━━ EXERCISE PASSAGE ━━
11

Currently, I have the following 2 functions:

void write_to_file(FILE *fp)
{
    fprintf(fp, "stuff here: %d", 10);
    /* 1000s of similar lines below */
}

and

void write_to_string(char *str)
{
    sprintf(str, "stuff here: %d", 10);
    /* 1000s of similar lines below */
}

I'd like to poly morph it into a single function. I'd thought about something like:

void write_somewhere(void *ptr, int to_file)
{
    if (to_file) {
        typedef fprintf myprintf;
    } else {
        typedef sprintf myprintf;
    }
    myprintf(ptr, "stuff here: %d", 10);
}

This doesn't work and looks ugly.

Since the signature of fprintf and sprintf are different and as follows,

int fprintf(FILE *stream, const char *format, …);
int sprintf(char *buffer, const char *format, …);

Is it possible to do something like,

void write_somewhere(void *ptr, void *func)
━━━
■ BRIEF 1 ■
In the fprintf/sprintf question, how does the writer describe the attempted write_somewhere function that uses typedef?
■ BRIEF 2 ■
Retype the part of the fprintf/sprintf question starting at "void write_somewhere(void *ptr, int" and ending at "and looks ugly.".
■ BRIEF 3 ■
Decide whether each statement agrees with the fprintf/sprintf question, and quote the words that settle it:
(a) The write_to_file function calls fprintf.
(b) The writer states that fprintf and sprintf share the same signature.
(c) The writer currently has three functions.
━━ DATA PROVIDED ━━
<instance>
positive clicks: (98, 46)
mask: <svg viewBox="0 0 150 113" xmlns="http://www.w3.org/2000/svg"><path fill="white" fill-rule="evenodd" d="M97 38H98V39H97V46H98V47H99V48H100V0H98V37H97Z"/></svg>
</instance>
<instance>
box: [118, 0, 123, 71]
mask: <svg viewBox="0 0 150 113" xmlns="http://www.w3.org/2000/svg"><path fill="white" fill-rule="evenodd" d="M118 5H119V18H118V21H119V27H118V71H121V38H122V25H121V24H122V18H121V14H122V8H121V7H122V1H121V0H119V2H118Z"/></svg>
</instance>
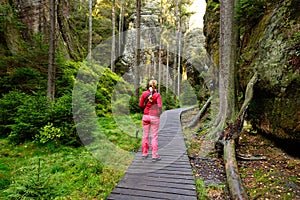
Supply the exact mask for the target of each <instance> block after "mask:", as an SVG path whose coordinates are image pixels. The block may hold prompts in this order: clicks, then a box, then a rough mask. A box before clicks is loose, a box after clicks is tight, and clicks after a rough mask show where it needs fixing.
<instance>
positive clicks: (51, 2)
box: [47, 0, 56, 101]
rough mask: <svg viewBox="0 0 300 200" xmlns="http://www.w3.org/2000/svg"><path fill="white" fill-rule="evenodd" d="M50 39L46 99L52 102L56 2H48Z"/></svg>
mask: <svg viewBox="0 0 300 200" xmlns="http://www.w3.org/2000/svg"><path fill="white" fill-rule="evenodd" d="M49 14H50V38H49V42H50V44H49V66H48V84H47V97H48V100H49V101H53V100H54V95H55V74H56V63H55V58H56V56H55V39H56V38H55V35H56V34H55V33H56V0H50V13H49Z"/></svg>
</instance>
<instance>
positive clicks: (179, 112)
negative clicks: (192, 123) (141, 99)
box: [107, 109, 197, 200]
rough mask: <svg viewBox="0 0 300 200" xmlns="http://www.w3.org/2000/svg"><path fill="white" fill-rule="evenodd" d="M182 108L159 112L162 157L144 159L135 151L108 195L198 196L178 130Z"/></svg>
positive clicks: (193, 178) (188, 161) (118, 198)
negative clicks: (155, 161)
mask: <svg viewBox="0 0 300 200" xmlns="http://www.w3.org/2000/svg"><path fill="white" fill-rule="evenodd" d="M184 110H186V109H175V110H170V111H166V112H164V113H163V114H162V116H161V119H160V120H161V122H160V130H159V136H158V140H159V141H158V142H159V155H160V157H161V158H162V160H161V161H158V162H152V160H151V158H148V159H144V160H143V159H142V155H141V152H138V153H137V154H136V155H135V158H134V160H133V162H132V163H131V165H130V166H129V168H128V170H127V172H126V174H125V175H124V177H123V179H122V180H121V181H120V182H119V184H118V185H117V186H116V188H115V189H114V190H113V191H112V193H111V194H110V195H109V196H108V198H107V199H117V200H123V199H128V200H134V199H139V200H145V199H173V200H175V199H178V200H179V199H180V200H196V199H197V194H196V189H195V188H196V186H195V182H194V176H193V173H192V169H191V165H190V162H189V158H188V156H187V153H186V147H185V143H184V138H183V134H182V130H181V123H180V115H181V112H182V111H184ZM149 155H151V154H149Z"/></svg>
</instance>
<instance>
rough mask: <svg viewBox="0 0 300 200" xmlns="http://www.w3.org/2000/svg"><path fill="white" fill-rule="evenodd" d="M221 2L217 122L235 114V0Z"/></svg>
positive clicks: (231, 118) (220, 15)
mask: <svg viewBox="0 0 300 200" xmlns="http://www.w3.org/2000/svg"><path fill="white" fill-rule="evenodd" d="M220 4H221V5H220V16H221V19H220V63H219V64H220V67H219V68H220V72H219V95H220V110H219V115H218V122H217V123H219V122H220V121H223V122H224V121H228V120H230V119H232V117H233V116H234V115H235V85H234V83H235V81H234V80H235V76H234V75H235V67H234V66H235V51H236V49H235V48H234V47H236V45H235V42H234V41H235V40H234V0H223V1H221V2H220ZM224 118H225V120H224Z"/></svg>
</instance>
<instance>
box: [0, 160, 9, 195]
mask: <svg viewBox="0 0 300 200" xmlns="http://www.w3.org/2000/svg"><path fill="white" fill-rule="evenodd" d="M9 184H10V174H9V167H8V166H7V165H6V164H5V163H2V161H1V160H0V190H3V189H5V188H7V187H8V186H9Z"/></svg>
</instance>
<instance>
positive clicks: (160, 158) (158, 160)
mask: <svg viewBox="0 0 300 200" xmlns="http://www.w3.org/2000/svg"><path fill="white" fill-rule="evenodd" d="M160 160H161V158H160V157H158V158H152V162H156V161H160Z"/></svg>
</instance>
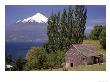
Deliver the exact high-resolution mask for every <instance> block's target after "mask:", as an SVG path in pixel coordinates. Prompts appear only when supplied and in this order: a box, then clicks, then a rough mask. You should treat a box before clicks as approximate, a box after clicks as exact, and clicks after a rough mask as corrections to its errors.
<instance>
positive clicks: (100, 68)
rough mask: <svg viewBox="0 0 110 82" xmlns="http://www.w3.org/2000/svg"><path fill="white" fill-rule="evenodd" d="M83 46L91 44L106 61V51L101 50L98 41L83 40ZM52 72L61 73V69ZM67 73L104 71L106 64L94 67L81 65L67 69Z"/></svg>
mask: <svg viewBox="0 0 110 82" xmlns="http://www.w3.org/2000/svg"><path fill="white" fill-rule="evenodd" d="M83 44H92V45H93V46H94V48H96V50H97V52H99V53H103V54H104V60H105V59H106V50H104V49H102V48H101V46H100V43H99V41H98V40H84V41H83ZM52 71H63V68H59V69H53V70H52ZM68 71H106V63H105V62H104V63H103V64H101V65H99V64H94V65H81V66H77V67H71V68H68Z"/></svg>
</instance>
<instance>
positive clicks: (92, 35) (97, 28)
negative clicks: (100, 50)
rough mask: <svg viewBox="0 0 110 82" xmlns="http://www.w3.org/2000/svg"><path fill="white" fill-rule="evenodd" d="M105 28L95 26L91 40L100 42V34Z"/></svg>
mask: <svg viewBox="0 0 110 82" xmlns="http://www.w3.org/2000/svg"><path fill="white" fill-rule="evenodd" d="M103 28H105V27H104V26H102V25H96V26H94V28H93V30H92V31H91V33H90V35H89V38H90V39H93V40H99V36H100V33H101V32H102V30H103Z"/></svg>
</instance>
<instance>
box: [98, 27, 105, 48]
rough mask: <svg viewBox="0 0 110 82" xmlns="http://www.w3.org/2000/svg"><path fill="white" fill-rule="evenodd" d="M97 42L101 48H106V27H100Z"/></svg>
mask: <svg viewBox="0 0 110 82" xmlns="http://www.w3.org/2000/svg"><path fill="white" fill-rule="evenodd" d="M99 42H100V44H101V46H102V48H103V49H106V27H105V26H104V28H103V29H102V31H101V33H100V36H99Z"/></svg>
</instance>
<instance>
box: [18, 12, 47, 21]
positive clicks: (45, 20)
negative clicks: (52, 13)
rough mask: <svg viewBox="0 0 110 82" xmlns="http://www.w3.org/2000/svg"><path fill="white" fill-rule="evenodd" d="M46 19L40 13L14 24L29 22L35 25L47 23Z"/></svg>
mask: <svg viewBox="0 0 110 82" xmlns="http://www.w3.org/2000/svg"><path fill="white" fill-rule="evenodd" d="M47 21H48V18H47V17H46V16H44V15H42V14H41V13H36V14H35V15H33V16H31V17H28V18H26V19H23V20H18V21H17V22H16V23H20V22H22V23H29V22H36V23H47Z"/></svg>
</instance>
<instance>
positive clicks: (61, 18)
mask: <svg viewBox="0 0 110 82" xmlns="http://www.w3.org/2000/svg"><path fill="white" fill-rule="evenodd" d="M60 24H61V27H60V28H61V33H60V34H61V37H60V40H61V42H60V49H62V50H65V49H66V42H67V32H68V26H67V11H66V9H64V10H63V14H62V16H61V22H60Z"/></svg>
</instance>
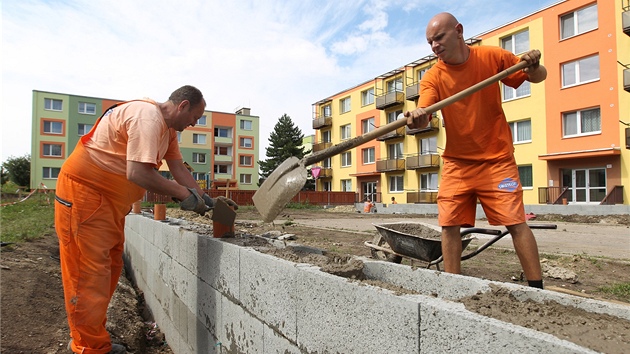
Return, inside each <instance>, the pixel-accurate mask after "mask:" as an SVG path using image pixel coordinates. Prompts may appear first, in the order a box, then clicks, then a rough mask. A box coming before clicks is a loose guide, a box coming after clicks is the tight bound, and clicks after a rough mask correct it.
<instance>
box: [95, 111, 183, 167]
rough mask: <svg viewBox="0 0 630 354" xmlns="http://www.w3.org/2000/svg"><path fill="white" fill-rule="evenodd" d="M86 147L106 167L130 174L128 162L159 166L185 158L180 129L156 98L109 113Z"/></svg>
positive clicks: (100, 124) (98, 124) (95, 129)
mask: <svg viewBox="0 0 630 354" xmlns="http://www.w3.org/2000/svg"><path fill="white" fill-rule="evenodd" d="M85 147H86V149H87V151H88V153H89V154H90V157H92V159H93V160H94V162H95V163H96V164H97V165H98V166H99V167H100V168H102V169H103V170H105V171H108V172H112V173H116V174H122V175H126V174H127V161H137V162H142V163H148V164H151V165H153V166H155V167H158V166H159V165H160V164H161V163H162V159H166V160H178V159H182V154H181V152H180V151H179V145H178V143H177V132H176V131H175V130H174V129H169V128H168V126H167V125H166V122H165V121H164V117H163V116H162V112H161V111H160V108H159V106H158V105H157V103H156V102H155V101H153V100H148V99H145V100H142V101H131V102H127V103H124V104H121V105H119V106H117V107H115V108H114V109H112V110H111V111H109V112H107V113H105V115H104V116H103V118H101V121H100V122H99V124H98V125H97V126H96V128H95V130H94V134H93V136H92V137H91V139H89V140H87V141H86V142H85Z"/></svg>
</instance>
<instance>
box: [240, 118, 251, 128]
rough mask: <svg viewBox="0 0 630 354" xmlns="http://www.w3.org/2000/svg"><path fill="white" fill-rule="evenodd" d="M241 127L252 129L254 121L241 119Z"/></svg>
mask: <svg viewBox="0 0 630 354" xmlns="http://www.w3.org/2000/svg"><path fill="white" fill-rule="evenodd" d="M241 129H242V130H252V121H251V120H245V119H242V120H241Z"/></svg>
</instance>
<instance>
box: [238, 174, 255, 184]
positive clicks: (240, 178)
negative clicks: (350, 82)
mask: <svg viewBox="0 0 630 354" xmlns="http://www.w3.org/2000/svg"><path fill="white" fill-rule="evenodd" d="M238 179H239V182H240V183H241V184H252V175H251V174H248V173H241V174H240V175H239V177H238Z"/></svg>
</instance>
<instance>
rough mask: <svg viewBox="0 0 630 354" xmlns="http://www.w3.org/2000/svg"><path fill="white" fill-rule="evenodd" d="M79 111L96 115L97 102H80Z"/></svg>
mask: <svg viewBox="0 0 630 354" xmlns="http://www.w3.org/2000/svg"><path fill="white" fill-rule="evenodd" d="M79 113H81V114H90V115H95V114H96V103H92V102H79Z"/></svg>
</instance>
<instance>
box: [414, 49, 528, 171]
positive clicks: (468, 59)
mask: <svg viewBox="0 0 630 354" xmlns="http://www.w3.org/2000/svg"><path fill="white" fill-rule="evenodd" d="M519 61H520V58H518V57H517V56H515V55H514V54H512V53H511V52H509V51H507V50H504V49H502V48H499V47H490V46H475V47H470V56H469V57H468V60H466V62H464V63H463V64H459V65H448V64H446V63H444V62H443V61H441V60H440V61H438V62H437V64H435V65H434V66H433V67H432V68H431V69H430V70H429V71H427V73H426V74H425V75H424V77H423V78H422V80H421V81H420V99H419V100H418V107H422V108H424V107H428V106H430V105H432V104H434V103H437V102H439V101H441V100H443V99H445V98H448V97H450V96H452V95H454V94H456V93H458V92H460V91H463V90H464V89H467V88H469V87H471V86H473V85H475V84H477V83H478V82H481V81H483V80H485V79H487V78H489V77H491V76H492V75H495V74H497V73H499V72H501V71H503V70H505V69H507V68H509V67H511V66H513V65H515V64H517V63H518V62H519ZM526 79H527V74H525V73H523V72H522V71H518V72H516V73H514V74H512V75H510V76H509V77H507V78H505V79H503V80H501V81H502V82H503V83H504V84H506V85H508V86H511V87H514V88H516V87H518V86H520V85H521V84H522V83H523V82H524V81H525V80H526ZM442 117H443V118H444V127H445V129H446V147H445V149H444V153H443V155H442V156H444V157H451V158H457V159H465V160H476V161H485V160H494V159H497V158H502V157H506V156H510V155H511V154H513V153H514V147H513V143H512V132H511V130H510V127H509V125H508V123H507V121H506V119H505V113H503V108H502V107H501V93H500V85H490V86H487V87H486V88H484V89H483V90H481V91H478V92H476V93H474V94H472V95H469V96H468V97H465V98H463V99H461V100H459V101H457V102H455V103H452V104H450V105H448V106H446V107H444V108H443V109H442Z"/></svg>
━━━
■ WRITTEN SOLUTION 1 ■
It doesn't work and looks ugly.

■ WRITTEN SOLUTION 2 ■
void write_somewhere(void *ptr, int to_file)
{
    if (to_file) {
        typedef fprintf myprintf;
    } else {
        typedef sprintf myprintf;
    }
    myprintf(ptr, "stuff here: %d", 10);
}

This doesn't work and looks ugly.

■ WRITTEN SOLUTION 3 ■
(a) Yes: "fprintf(fp, "stuff here: %d", 10);"
(b) No: "Since the signature of fprintf and sprintf are different"
(c) No: "Currently, I have the following 2 functions"